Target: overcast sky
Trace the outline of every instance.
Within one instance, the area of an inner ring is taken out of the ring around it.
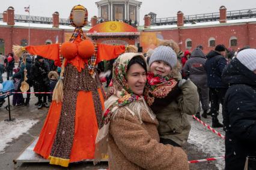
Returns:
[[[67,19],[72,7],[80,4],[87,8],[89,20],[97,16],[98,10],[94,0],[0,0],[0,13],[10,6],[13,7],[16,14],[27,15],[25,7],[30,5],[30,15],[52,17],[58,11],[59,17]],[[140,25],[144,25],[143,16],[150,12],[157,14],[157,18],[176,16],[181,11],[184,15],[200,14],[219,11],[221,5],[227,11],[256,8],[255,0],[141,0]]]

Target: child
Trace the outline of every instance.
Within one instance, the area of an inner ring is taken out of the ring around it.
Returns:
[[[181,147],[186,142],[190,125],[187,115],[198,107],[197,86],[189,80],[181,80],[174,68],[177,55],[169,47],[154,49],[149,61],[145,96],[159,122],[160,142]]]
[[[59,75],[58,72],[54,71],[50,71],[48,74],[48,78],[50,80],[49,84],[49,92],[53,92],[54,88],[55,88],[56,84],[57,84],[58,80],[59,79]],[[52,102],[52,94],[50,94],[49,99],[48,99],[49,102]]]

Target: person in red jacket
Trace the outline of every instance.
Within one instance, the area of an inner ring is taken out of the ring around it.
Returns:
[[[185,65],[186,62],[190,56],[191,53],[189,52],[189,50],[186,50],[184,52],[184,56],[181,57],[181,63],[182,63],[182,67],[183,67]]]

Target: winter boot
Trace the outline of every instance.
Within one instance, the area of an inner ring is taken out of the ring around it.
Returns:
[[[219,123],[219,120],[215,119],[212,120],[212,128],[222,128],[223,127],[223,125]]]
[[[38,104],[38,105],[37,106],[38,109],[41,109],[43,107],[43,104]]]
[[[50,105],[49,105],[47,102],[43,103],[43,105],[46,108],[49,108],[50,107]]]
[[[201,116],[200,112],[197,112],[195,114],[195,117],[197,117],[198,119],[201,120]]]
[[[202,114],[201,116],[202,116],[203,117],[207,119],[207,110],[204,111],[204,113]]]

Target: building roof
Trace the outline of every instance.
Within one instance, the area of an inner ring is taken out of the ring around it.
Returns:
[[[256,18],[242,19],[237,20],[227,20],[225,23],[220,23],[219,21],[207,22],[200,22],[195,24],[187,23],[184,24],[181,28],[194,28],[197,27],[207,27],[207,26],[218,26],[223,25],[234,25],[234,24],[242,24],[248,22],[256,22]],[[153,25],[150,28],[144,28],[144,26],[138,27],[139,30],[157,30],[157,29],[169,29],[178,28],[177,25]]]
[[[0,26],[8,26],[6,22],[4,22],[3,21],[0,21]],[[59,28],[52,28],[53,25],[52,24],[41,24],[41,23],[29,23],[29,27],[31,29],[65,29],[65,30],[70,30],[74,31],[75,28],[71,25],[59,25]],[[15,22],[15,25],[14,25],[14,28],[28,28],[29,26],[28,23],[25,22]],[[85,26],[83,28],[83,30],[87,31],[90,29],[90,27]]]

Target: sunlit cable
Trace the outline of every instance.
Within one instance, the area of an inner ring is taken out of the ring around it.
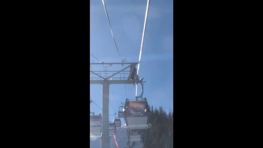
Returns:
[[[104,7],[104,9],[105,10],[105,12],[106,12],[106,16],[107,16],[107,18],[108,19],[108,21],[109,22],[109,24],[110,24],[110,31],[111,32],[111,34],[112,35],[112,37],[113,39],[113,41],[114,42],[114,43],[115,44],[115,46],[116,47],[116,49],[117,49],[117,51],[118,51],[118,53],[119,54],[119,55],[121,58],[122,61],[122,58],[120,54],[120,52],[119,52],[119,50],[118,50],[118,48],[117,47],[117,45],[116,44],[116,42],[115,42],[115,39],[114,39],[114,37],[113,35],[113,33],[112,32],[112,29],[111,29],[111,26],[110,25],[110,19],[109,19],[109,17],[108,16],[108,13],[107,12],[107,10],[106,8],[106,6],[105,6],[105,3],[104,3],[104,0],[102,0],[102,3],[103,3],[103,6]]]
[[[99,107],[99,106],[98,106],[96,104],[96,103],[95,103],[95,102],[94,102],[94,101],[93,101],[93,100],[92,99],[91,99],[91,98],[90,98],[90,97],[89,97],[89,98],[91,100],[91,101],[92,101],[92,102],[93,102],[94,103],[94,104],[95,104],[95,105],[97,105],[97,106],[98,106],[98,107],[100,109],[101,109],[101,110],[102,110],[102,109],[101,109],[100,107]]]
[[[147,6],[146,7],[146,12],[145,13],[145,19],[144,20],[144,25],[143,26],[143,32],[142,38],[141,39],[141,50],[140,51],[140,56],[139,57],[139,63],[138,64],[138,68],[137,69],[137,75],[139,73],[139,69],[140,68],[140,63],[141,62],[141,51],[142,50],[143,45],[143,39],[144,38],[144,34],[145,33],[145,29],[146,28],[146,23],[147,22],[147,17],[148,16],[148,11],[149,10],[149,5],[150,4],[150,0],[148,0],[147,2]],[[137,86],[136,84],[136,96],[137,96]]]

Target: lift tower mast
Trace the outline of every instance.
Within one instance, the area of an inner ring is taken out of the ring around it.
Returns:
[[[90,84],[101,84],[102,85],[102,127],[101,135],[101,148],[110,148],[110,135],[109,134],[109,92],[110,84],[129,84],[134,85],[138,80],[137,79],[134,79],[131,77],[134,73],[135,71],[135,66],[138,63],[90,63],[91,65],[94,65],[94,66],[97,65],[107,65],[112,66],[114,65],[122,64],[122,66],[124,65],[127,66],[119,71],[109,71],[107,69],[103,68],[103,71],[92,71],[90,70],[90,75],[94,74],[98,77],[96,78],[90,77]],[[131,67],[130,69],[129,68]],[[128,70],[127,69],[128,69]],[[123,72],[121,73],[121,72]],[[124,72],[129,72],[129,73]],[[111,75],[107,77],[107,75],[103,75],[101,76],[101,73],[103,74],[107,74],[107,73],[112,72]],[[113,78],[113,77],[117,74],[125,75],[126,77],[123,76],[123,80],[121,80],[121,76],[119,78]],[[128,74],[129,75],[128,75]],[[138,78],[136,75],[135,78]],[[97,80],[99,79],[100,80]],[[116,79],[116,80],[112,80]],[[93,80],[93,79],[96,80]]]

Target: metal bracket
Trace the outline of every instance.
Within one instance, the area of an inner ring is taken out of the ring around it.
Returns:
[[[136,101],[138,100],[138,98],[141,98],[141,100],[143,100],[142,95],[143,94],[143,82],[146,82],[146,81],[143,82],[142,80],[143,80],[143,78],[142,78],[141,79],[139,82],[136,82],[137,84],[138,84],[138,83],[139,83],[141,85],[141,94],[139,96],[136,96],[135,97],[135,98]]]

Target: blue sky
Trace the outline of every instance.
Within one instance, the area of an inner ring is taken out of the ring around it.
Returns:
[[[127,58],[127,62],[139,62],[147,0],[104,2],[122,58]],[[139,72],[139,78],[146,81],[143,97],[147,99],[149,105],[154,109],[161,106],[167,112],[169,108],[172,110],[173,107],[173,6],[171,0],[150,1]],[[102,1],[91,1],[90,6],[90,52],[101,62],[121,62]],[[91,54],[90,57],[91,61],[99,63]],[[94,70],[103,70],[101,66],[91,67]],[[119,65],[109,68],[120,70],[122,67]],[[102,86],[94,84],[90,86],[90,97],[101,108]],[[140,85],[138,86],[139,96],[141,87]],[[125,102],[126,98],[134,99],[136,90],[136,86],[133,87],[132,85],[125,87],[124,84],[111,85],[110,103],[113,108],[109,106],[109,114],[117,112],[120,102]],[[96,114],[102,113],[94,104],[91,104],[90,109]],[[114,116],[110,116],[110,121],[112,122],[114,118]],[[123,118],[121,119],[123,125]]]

********************

▸ SET PROBLEM:
Using the records above, retype everything exactly except the pictures.

▸ RESPONSE TO THIS TASK:
Target: overcast sky
Trace the outline of every instance.
Within one instance, the area of an inner ring is taken out of the ring around it.
Returns:
[[[67,19],[72,7],[80,4],[87,8],[89,20],[97,16],[98,10],[94,0],[0,0],[0,13],[10,6],[13,7],[16,14],[27,15],[25,7],[30,5],[30,15],[52,17],[58,11],[59,17]],[[140,25],[144,25],[143,16],[150,12],[157,14],[157,18],[176,16],[181,11],[184,15],[200,14],[219,11],[221,5],[227,11],[256,8],[255,0],[141,0]]]

Target: child
Trace the outline of every instance.
Within one instance, the area of an inner ring is taken out of the ring around it.
Returns:
[[[181,147],[186,142],[190,125],[187,115],[198,107],[197,86],[189,80],[181,80],[174,68],[177,55],[169,47],[154,49],[149,61],[145,96],[159,122],[160,142]]]
[[[59,75],[58,72],[54,71],[50,71],[48,74],[48,78],[50,80],[49,84],[49,92],[53,92],[54,88],[55,88],[56,84],[57,84],[58,80],[59,79]],[[52,102],[52,94],[50,94],[49,99],[48,99],[49,102]]]

Target: person in red jacket
Trace the outline of every instance.
Within one instance, the area of an inner ring is taken out of the ring around it.
Returns:
[[[185,65],[186,62],[190,56],[191,53],[189,52],[189,50],[186,50],[184,52],[184,56],[181,57],[181,63],[182,63],[182,67],[183,67]]]

Target: winter boot
Trace the outline of every instance.
Within one instance, the area of an inner ring is taken out of the ring around it.
Returns:
[[[219,123],[219,120],[215,119],[212,120],[212,128],[222,128],[223,127],[223,125]]]
[[[38,104],[38,105],[37,106],[38,109],[41,109],[43,107],[43,104]]]
[[[50,105],[49,105],[47,102],[43,103],[43,105],[46,108],[49,108],[50,107]]]
[[[201,116],[200,112],[197,112],[195,114],[195,117],[197,117],[198,119],[201,120]]]
[[[202,114],[201,116],[202,116],[203,117],[207,119],[207,110],[204,111],[204,113]]]

Target: building roof
Trace the outline of every instance.
Within one instance, the area of an inner ring is taken out of the ring around it.
Returns:
[[[256,18],[242,19],[237,20],[227,20],[225,23],[220,23],[219,21],[207,22],[200,22],[195,24],[187,23],[184,24],[181,28],[194,28],[197,27],[207,27],[207,26],[218,26],[223,25],[234,25],[234,24],[242,24],[248,22],[256,22]],[[153,25],[150,28],[144,28],[144,26],[138,27],[139,30],[157,30],[157,29],[169,29],[178,28],[177,25]]]
[[[0,26],[8,26],[6,22],[4,22],[3,21],[0,21]],[[59,28],[52,28],[53,25],[52,24],[41,24],[41,23],[29,23],[29,27],[31,29],[65,29],[65,30],[70,30],[74,31],[75,28],[71,25],[59,25]],[[15,22],[15,25],[14,25],[14,28],[28,28],[29,26],[28,23],[25,22]],[[85,26],[83,28],[83,30],[87,31],[90,29],[90,27]]]

Target: sunlit cable
Trace the outline of every instance.
Within one instance, the area of an inner ring is taken out of the ring around it.
Returns:
[[[104,7],[104,9],[105,10],[105,12],[106,12],[106,16],[107,16],[107,18],[108,19],[108,21],[109,22],[109,24],[110,24],[110,31],[111,32],[111,34],[112,35],[112,37],[113,39],[113,41],[114,42],[114,43],[115,44],[115,46],[116,47],[116,49],[117,49],[117,51],[118,51],[118,53],[119,54],[119,55],[121,58],[122,61],[122,58],[120,54],[120,52],[119,52],[119,50],[118,50],[118,48],[117,47],[117,45],[116,44],[116,42],[115,42],[115,39],[114,39],[114,37],[113,35],[113,33],[112,32],[112,29],[111,29],[111,26],[110,25],[110,19],[109,19],[109,17],[108,16],[108,13],[107,12],[107,10],[106,8],[106,6],[105,6],[105,3],[104,3],[104,0],[102,0],[102,3],[103,3],[103,6]]]
[[[99,107],[99,106],[98,106],[96,104],[96,103],[95,103],[95,102],[94,102],[94,101],[93,101],[93,100],[92,99],[91,99],[91,98],[90,98],[90,97],[89,97],[89,98],[91,100],[91,101],[92,101],[92,102],[93,102],[94,103],[94,104],[95,104],[95,105],[97,105],[97,106],[98,106],[98,107],[100,109],[101,109],[101,110],[102,110],[102,109],[101,109],[100,107]]]
[[[147,6],[146,7],[146,12],[145,13],[145,19],[144,20],[144,25],[143,26],[143,32],[142,38],[141,39],[141,50],[140,51],[140,56],[139,57],[139,63],[138,64],[138,68],[137,69],[137,75],[139,73],[139,69],[140,68],[140,63],[141,62],[141,51],[142,50],[143,45],[143,39],[144,38],[144,34],[145,33],[145,29],[146,28],[146,23],[147,22],[147,17],[148,16],[148,11],[149,10],[149,5],[150,4],[150,0],[148,0],[147,2]],[[137,86],[136,84],[136,96],[137,96]]]

Target: lift tower mast
Trace the outline of every instance.
Within one instance, the area of an inner ring is taken out of the ring around it.
Returns:
[[[90,84],[101,84],[102,85],[102,127],[101,135],[101,148],[110,148],[110,135],[109,134],[109,92],[110,84],[129,84],[134,85],[138,80],[137,79],[134,79],[131,77],[134,73],[135,71],[135,66],[138,63],[90,63],[91,65],[94,65],[94,66],[97,65],[107,65],[112,66],[114,65],[122,64],[122,66],[124,65],[127,66],[119,71],[109,71],[107,69],[103,68],[103,71],[92,71],[90,70],[90,75],[94,74],[98,77],[96,78],[90,77]],[[131,67],[130,69],[129,68]],[[128,70],[127,69],[128,69]],[[123,72],[121,73],[121,72]],[[124,72],[129,72],[129,73]],[[111,75],[107,77],[107,75],[103,75],[101,76],[101,73],[103,74],[107,74],[107,73],[112,72]],[[113,78],[113,77],[117,74],[125,75],[126,77],[123,76],[123,80],[121,80],[121,76],[119,78]],[[128,74],[129,75],[128,75]],[[138,78],[136,75],[135,78]],[[97,80],[99,79],[100,80]],[[116,79],[116,80],[112,80]],[[93,80],[93,79],[96,80]]]

Target: metal bracket
Trace the outline of every instance.
Within one instance, the area of an inner ring is taken out of the ring around it.
Returns:
[[[136,101],[138,100],[138,98],[141,98],[141,100],[143,100],[142,95],[143,94],[143,82],[146,82],[146,81],[143,82],[142,80],[143,80],[143,78],[142,78],[141,79],[139,82],[136,82],[137,84],[138,84],[138,83],[139,83],[141,85],[141,94],[139,96],[136,96],[135,97],[135,98]]]

Target: blue sky
Trace the outline of every instance.
Within one instance, the area of an inner ring is taken out of the ring around it.
Returns:
[[[127,58],[127,62],[139,62],[147,0],[104,2],[122,58]],[[139,72],[139,78],[146,81],[143,97],[147,99],[149,105],[154,109],[161,106],[167,112],[169,108],[172,110],[173,107],[173,6],[171,0],[150,1]],[[102,1],[91,1],[90,6],[90,52],[101,62],[121,62]],[[91,54],[90,57],[91,61],[99,63]],[[94,70],[103,70],[101,66],[91,67]],[[119,65],[109,68],[120,70],[122,67]],[[102,86],[94,84],[90,86],[90,97],[101,108]],[[140,85],[138,86],[139,96],[141,87]],[[125,102],[126,98],[134,99],[136,90],[136,86],[133,87],[132,85],[125,87],[124,84],[111,85],[110,103],[113,108],[109,106],[109,114],[117,112],[120,102]],[[96,114],[102,113],[94,104],[91,104],[90,109]],[[114,116],[110,116],[110,121],[112,122],[114,118]],[[123,118],[121,119],[123,125]]]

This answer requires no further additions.